<<<<

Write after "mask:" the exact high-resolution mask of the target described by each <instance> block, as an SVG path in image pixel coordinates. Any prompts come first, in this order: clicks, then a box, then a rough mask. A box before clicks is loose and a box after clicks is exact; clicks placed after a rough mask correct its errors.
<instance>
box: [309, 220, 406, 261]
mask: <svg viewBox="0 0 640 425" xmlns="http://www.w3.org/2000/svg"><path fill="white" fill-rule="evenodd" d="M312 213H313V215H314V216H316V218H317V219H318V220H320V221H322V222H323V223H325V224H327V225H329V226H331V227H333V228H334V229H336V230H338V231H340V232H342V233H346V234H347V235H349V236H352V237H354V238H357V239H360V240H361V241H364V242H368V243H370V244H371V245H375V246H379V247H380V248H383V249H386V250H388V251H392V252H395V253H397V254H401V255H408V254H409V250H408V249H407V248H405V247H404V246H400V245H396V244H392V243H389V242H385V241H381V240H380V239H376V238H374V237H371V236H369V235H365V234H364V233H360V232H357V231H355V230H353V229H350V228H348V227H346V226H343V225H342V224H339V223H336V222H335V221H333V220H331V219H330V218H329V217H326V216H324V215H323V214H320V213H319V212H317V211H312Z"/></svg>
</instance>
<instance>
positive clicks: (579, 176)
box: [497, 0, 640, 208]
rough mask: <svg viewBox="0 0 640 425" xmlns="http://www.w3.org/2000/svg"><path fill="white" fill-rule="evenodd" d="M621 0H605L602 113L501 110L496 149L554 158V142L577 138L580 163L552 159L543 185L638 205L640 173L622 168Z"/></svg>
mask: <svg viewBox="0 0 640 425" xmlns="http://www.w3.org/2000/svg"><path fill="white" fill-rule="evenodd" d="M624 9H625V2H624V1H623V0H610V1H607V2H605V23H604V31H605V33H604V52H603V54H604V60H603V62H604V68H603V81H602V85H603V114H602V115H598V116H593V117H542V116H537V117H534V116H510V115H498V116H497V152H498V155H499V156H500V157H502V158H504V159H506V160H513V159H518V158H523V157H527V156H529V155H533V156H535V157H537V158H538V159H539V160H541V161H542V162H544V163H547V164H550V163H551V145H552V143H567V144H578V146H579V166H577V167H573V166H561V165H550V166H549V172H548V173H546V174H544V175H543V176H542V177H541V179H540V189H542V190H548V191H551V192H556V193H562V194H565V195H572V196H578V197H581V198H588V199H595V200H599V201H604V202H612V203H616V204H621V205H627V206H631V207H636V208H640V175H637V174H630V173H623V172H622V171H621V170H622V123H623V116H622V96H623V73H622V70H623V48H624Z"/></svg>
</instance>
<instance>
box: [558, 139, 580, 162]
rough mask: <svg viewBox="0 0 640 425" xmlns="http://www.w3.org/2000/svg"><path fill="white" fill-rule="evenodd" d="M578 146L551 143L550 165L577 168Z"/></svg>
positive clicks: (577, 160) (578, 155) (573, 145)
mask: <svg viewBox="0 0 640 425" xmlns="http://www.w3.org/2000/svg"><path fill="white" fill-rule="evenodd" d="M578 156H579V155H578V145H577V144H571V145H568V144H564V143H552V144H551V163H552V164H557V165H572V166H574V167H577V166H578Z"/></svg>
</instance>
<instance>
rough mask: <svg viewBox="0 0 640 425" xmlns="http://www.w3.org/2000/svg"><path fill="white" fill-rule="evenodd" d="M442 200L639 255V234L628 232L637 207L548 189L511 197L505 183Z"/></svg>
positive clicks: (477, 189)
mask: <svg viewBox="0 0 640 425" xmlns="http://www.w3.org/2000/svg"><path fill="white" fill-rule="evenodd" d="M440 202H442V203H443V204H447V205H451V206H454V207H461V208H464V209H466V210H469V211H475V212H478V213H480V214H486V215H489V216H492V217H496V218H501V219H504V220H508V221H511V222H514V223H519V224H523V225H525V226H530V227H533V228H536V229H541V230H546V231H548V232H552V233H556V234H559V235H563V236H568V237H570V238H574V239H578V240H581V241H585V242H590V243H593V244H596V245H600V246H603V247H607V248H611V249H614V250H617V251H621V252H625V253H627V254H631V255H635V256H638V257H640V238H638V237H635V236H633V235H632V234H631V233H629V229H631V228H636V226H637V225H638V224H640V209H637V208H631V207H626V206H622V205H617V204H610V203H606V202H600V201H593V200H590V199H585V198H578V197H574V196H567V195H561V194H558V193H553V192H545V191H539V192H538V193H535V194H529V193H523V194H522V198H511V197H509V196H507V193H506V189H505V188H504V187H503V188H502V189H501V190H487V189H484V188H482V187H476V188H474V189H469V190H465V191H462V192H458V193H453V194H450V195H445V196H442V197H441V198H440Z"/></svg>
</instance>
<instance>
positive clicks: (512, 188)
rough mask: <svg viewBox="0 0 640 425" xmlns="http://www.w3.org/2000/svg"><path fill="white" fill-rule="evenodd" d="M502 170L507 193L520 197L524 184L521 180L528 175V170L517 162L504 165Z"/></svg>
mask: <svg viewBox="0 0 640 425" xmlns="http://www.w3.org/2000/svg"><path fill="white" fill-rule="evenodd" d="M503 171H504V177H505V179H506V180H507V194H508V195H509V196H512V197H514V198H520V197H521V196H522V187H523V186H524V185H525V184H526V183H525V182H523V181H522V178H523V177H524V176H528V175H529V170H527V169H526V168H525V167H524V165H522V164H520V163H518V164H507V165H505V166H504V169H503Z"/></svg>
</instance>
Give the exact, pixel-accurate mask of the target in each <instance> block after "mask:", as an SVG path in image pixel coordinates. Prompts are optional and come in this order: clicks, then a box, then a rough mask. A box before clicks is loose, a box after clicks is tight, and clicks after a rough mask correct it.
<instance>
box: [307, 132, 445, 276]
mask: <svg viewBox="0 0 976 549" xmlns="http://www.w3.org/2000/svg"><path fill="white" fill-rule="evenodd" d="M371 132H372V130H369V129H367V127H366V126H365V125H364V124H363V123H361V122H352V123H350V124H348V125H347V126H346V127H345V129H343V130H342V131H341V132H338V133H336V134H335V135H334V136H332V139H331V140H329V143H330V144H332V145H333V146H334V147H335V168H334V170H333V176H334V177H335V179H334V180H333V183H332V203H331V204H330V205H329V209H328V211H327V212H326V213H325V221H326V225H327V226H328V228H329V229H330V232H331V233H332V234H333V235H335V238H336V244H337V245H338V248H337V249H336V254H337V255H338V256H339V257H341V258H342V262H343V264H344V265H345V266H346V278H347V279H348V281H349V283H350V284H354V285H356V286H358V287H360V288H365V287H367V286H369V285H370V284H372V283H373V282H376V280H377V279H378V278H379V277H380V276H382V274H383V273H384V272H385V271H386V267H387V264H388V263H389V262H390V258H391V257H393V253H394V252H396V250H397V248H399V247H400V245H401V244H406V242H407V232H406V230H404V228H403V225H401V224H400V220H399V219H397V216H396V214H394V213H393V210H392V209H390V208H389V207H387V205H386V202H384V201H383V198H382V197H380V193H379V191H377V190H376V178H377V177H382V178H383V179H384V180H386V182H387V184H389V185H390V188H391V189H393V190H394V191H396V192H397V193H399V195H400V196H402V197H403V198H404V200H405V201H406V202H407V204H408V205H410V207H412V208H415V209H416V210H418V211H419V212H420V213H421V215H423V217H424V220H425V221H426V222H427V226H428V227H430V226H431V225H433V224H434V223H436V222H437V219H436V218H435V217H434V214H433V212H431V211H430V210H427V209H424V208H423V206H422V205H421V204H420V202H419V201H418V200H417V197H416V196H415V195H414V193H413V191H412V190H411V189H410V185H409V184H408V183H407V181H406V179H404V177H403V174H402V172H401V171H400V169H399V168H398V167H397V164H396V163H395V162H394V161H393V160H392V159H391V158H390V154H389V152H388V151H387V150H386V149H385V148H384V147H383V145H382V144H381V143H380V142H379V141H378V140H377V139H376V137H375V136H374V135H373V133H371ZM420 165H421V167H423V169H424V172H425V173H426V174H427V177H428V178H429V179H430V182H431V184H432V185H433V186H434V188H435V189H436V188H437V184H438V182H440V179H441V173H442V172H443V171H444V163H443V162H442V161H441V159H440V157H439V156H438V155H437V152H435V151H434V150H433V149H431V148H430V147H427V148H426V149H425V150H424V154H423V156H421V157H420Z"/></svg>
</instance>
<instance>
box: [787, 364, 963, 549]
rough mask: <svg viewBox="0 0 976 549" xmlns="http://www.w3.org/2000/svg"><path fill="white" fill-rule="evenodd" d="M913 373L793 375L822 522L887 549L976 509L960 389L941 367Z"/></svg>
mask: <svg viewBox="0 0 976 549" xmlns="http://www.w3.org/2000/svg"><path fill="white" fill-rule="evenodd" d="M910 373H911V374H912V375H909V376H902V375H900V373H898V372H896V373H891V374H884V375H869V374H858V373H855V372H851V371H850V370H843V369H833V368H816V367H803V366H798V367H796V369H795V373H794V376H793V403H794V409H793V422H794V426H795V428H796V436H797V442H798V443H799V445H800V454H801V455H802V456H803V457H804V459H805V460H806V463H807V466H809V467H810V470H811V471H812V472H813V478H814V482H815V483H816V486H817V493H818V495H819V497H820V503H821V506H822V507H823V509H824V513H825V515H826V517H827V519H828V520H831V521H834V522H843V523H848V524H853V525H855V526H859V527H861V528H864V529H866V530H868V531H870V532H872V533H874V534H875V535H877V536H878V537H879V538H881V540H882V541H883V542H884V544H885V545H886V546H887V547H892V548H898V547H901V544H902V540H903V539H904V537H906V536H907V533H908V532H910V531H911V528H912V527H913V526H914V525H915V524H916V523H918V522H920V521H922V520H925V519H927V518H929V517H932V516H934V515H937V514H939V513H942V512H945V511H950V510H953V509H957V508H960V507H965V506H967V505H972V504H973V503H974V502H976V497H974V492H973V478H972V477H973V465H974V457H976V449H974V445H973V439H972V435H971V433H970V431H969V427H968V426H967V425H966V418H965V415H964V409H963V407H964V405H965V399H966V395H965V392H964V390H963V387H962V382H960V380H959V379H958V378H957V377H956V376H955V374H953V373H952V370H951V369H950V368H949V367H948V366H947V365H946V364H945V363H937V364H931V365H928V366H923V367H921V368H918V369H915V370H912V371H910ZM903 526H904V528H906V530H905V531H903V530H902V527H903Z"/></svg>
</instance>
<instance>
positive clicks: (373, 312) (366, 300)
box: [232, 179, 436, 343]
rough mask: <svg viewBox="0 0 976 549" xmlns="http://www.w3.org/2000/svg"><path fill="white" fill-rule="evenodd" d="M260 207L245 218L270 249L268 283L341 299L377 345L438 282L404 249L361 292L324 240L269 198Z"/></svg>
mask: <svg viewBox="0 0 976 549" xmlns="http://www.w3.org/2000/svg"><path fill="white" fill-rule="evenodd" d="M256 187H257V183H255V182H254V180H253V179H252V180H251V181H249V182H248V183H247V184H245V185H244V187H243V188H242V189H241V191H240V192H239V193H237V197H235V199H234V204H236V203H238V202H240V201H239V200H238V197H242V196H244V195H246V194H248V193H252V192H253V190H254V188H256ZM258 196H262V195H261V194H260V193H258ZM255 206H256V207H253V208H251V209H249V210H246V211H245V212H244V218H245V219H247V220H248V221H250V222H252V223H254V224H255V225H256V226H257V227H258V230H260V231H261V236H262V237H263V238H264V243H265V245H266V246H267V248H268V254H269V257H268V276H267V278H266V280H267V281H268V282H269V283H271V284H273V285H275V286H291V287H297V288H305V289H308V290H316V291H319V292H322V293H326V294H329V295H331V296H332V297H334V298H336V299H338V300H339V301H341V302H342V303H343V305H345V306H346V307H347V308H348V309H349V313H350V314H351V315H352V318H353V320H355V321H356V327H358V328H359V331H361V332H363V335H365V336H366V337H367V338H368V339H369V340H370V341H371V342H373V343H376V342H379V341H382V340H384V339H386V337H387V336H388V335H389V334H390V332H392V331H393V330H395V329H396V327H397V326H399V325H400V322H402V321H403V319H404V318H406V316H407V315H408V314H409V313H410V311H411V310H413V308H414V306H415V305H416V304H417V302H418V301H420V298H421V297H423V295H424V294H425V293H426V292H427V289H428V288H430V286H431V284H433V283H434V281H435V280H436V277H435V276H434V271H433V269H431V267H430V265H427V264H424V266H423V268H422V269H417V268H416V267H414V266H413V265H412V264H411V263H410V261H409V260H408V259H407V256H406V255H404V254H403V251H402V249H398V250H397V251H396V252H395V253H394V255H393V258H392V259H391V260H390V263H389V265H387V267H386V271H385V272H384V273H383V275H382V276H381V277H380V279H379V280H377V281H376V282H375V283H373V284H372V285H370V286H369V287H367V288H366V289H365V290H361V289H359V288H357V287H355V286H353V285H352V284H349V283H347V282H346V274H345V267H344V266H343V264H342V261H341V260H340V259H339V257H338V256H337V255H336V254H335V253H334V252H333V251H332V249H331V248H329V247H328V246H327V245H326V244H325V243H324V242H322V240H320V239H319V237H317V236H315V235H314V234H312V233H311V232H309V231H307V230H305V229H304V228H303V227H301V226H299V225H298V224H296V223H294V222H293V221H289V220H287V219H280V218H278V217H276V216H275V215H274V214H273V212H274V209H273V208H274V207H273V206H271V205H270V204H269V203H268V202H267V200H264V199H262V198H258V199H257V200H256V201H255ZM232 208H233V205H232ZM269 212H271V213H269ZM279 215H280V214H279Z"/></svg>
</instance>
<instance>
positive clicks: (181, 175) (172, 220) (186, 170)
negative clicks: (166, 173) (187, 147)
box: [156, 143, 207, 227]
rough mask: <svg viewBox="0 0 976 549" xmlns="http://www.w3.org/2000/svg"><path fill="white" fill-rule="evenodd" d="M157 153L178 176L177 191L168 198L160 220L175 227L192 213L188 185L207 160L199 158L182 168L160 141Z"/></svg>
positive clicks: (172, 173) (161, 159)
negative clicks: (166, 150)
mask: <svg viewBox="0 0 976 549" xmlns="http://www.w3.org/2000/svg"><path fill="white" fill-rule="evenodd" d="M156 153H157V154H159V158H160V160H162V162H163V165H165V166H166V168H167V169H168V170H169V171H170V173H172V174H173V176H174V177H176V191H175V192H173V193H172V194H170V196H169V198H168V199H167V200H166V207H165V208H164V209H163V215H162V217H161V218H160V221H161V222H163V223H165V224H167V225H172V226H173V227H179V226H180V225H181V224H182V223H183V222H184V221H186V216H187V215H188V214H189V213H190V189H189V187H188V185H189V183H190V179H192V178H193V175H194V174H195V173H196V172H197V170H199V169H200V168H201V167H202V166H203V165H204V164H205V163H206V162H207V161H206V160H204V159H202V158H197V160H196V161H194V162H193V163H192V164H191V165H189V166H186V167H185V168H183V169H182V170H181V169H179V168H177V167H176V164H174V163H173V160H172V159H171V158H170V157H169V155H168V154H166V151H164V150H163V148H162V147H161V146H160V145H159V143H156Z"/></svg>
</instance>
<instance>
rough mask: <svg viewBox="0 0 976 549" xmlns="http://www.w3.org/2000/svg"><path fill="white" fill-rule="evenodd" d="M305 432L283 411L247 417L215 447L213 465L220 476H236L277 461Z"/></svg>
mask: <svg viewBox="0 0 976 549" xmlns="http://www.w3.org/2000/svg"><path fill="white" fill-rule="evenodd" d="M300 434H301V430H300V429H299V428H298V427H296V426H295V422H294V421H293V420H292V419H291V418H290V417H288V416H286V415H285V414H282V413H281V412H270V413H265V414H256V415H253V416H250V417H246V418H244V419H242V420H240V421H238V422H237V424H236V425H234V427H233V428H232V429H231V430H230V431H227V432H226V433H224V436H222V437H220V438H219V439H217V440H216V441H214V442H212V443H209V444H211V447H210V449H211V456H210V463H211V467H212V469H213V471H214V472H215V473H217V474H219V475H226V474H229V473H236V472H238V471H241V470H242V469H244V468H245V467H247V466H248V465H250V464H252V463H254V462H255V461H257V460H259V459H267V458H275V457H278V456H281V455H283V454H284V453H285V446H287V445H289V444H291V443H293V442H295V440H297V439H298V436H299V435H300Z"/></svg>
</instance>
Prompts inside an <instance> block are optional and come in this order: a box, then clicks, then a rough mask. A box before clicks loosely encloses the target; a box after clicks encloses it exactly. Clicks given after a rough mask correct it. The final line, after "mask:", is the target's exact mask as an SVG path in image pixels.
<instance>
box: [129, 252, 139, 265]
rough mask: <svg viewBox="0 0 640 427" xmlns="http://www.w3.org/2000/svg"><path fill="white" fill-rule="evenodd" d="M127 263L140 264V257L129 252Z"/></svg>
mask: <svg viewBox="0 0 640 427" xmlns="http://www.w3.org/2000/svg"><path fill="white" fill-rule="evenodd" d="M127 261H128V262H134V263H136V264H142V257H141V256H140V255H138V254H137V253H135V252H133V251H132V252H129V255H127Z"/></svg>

>>>>

• Exercise instructions: If a line of the entries holds the word "before", copy it out.

• Task response:
Write after "mask:" the exact high-resolution mask of the target described by each <instance> block, as an SVG path in image pixel coordinates. Any prompts come first, in this order: clicks, then a box, then a rough mask. A box before clicks is loose and a box after clicks is exact; clicks placed after a rough mask correct its errors.
Give the exact, pixel-accurate mask of the target in each <instance> block after "mask:", as an SVG path in image pixel coordinates. Prompts are optional and come in this order: clicks, then a box, then a rough mask. A box before clicks is loose, a box after clicks is tight, and clicks after a rough mask correct it.
Prompts inside an <instance> block are optional and come in this order: a box, then clicks, then a rough mask. A box before clicks loosely encloses the target; a box after clicks encloses it exactly. Clicks given after a rough mask correct it. The final line, after "mask:", is the target's exact mask as an SVG path in image pixels.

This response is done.